- **OBJECTIVE A**: Using the shot blast demonstration summary, decide whether each statement agrees with it: (i) the demonstration ran from late January to early February 1997; (ii) the shot blast unit has an 18-inch cutting width; (iii) the dust collection system has two secondary HEPA filter units. Answer yes or no for each and quote the summary's deciding words.

- **PASSAGE**:
──────────────────────────────

Centrifugal Shot Blast System at the Chicago Pile 5 Research Reactor, Argonne National Laboratory, Argonne, Illinois

Site Name:

Argonne National Laboratory

Location:

Argonne, Illinois

Period of
Operation:

1/28/97 to 2/4/97

Cleanup
Type:

Demonstration

Vendor:

Mike Connacher
Concrete Cleaning, Inc
(509) 226-0315

Technology:
Centrifugal Shot Blast:
- Shot blast unit manufactured by George Fisher (GOFF®). Unit operated with two 1/4 horsepower, variable speed drives, and has a 13-inch cutting width. The vendor advertised production rate is 200-250 ft2/hr.
- HEPA-filter dust collection system manufactured by George Fisher (GOFF®). Six primary roughing filter cartridges, one secondary HEPA filter unit; vendor rated vacuum flow of 850 cubic ft/min

Cleanup Authority:
Project performed as part of DOE's Large-Scale Demonstration Project, Office of Science and Technology, Deactivation and Decommissioning Focus Area

Regulatory Point of Contact:
Information not provided
Additional Contacts:
Susan C. Madaris
Test Engineer
Florida International University
(305) 348-3727

Richard Baker
DOE
(630) 252-2647

Contaminants:
Radioactive-contaminated paint

Waste Source:
Contaminated paint coating on concrete floor

Type/Quantity of Media Treated:
Radioactively contaminated concrete floor - 800 ft2 of concrete flooring covered with contaminated paint

Purpose/Significance of Application:
Demonstrate a modified centrifugal shot blast unit and compare results with those for mechanical scabbing

Regulatory Requirements/Cleanup Goals:
The objective of the demonstration was to evaluate the performance of the modified centrifugal shot blast system to remove contaminated paint coating from 800 ft2 of concrete flooring and to compare the results of this technology with those from the baseline technology of mechanical scabbing.

──────────────────────────────

- **INPUT MATERIAL**:
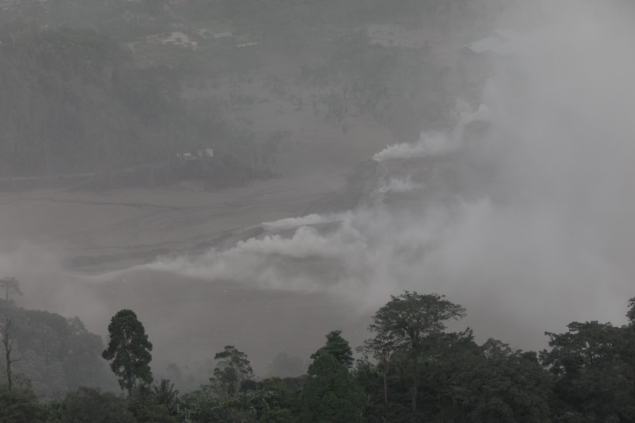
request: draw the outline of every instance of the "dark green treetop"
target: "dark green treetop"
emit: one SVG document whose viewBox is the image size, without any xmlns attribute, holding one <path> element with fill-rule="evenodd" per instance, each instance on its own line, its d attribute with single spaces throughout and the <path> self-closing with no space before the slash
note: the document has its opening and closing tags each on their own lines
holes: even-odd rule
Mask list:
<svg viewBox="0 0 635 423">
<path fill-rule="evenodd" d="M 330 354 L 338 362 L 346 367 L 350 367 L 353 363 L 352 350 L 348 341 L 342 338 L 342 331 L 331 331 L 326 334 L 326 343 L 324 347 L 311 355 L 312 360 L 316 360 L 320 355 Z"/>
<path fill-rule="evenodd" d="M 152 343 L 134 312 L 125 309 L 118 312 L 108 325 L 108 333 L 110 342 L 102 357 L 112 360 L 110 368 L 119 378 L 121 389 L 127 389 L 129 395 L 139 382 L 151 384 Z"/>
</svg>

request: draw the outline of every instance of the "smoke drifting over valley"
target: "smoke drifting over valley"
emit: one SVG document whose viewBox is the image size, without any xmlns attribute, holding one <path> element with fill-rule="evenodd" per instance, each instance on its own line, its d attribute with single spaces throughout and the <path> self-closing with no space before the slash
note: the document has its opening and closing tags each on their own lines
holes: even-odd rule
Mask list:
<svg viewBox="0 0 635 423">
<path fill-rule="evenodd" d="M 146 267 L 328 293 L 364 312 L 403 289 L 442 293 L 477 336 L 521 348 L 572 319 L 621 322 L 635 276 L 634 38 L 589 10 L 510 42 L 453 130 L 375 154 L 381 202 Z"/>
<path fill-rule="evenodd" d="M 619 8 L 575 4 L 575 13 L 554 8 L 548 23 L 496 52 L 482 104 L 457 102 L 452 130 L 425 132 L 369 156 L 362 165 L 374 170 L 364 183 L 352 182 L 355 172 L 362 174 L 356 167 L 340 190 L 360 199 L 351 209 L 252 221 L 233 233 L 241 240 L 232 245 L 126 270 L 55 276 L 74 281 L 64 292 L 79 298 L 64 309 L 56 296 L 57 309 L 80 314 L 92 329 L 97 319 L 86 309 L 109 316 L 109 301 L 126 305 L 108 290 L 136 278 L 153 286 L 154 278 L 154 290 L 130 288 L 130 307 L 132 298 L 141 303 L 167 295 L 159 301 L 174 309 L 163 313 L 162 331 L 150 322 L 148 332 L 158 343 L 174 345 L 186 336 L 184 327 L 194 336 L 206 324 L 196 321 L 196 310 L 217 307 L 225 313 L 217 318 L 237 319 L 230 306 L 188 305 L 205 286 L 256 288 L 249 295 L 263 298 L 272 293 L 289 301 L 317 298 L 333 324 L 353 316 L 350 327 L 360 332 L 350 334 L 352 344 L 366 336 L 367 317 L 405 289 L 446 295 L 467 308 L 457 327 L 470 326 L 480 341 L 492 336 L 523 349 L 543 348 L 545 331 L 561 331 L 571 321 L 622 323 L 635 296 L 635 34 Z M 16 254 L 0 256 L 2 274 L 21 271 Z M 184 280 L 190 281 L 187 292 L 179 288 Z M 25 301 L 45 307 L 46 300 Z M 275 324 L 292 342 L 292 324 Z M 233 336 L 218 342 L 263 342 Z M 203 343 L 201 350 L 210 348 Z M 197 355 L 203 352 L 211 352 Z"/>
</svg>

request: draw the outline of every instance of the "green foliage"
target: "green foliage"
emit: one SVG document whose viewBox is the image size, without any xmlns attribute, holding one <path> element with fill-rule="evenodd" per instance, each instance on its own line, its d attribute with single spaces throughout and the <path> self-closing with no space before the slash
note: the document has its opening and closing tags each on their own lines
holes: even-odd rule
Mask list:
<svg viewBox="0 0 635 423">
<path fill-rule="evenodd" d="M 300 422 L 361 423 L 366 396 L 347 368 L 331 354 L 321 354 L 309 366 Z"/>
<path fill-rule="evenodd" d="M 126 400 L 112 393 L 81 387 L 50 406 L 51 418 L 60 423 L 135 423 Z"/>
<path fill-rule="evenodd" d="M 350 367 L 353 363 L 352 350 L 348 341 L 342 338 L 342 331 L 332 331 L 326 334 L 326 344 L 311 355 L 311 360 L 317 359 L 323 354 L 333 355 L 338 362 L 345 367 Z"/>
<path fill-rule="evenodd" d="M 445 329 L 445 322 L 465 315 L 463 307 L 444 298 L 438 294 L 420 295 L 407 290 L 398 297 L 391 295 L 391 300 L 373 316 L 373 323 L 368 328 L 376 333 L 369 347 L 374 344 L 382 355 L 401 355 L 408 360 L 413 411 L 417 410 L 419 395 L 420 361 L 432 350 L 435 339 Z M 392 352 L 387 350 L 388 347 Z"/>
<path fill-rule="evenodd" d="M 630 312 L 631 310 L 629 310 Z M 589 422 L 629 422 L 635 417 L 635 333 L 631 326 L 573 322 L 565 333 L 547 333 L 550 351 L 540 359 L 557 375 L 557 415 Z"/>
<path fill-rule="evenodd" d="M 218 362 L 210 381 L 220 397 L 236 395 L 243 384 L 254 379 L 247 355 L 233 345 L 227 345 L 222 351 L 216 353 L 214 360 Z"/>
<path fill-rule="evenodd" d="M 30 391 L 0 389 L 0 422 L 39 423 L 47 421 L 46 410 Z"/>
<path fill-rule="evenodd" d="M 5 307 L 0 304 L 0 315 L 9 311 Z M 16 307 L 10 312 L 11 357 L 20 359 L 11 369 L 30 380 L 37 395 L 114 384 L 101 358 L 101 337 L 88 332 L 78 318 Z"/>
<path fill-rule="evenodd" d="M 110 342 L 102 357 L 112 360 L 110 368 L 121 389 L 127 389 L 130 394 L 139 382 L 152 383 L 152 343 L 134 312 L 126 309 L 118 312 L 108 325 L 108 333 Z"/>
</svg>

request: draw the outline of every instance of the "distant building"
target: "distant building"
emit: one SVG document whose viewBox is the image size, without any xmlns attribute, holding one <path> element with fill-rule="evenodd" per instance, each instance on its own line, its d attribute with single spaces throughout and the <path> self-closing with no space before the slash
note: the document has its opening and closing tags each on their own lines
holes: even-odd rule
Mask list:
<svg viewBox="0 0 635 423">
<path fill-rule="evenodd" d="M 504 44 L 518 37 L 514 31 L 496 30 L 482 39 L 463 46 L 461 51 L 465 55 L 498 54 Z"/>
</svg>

──────────────────────────────

- **OBJECTIVE B**: In the listing, starting at its first line and continuing through the line containing "330 354 L 338", replace "instance" with "occurrence" and give those lines back with nothing else altered. Omit the pictures.

- **ANSWER A**:
(i) Yes: "1/28/97 to 2/4/97"
(ii) No: "has a 13-inch cutting width"
(iii) No: "one secondary HEPA filter unit"

- **ANSWER B**:
request: draw the outline of every occurrence of the "dark green treetop"
target: "dark green treetop"
emit: one SVG document whose viewBox is the image size, without any xmlns attribute, holding one <path> element with fill-rule="evenodd" per occurrence, each occurrence on its own line, its d attribute with single spaces throughout and the <path> self-closing with no space before the slash
note: the document has its opening and closing tags each on their own lines
holes: even-odd rule
Mask list:
<svg viewBox="0 0 635 423">
<path fill-rule="evenodd" d="M 330 354 L 338 362 L 346 367 L 350 367 L 353 363 L 352 350 L 348 341 L 342 338 L 342 331 L 331 331 L 326 334 L 326 343 L 324 347 L 311 355 L 312 360 L 316 360 L 320 355 Z"/>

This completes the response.